(Items listed in a dataset)
===============
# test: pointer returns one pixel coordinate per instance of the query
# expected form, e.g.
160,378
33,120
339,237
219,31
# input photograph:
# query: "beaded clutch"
===============
**Stated exercise**
Please reproduce all of the entries exactly as they stand.

**Solution to this problem**
# test: pointer returns one pixel coordinate per instance of the query
# expected form, e.g.
160,378
33,120
339,237
219,31
# input photograph:
# query: "beaded clutch"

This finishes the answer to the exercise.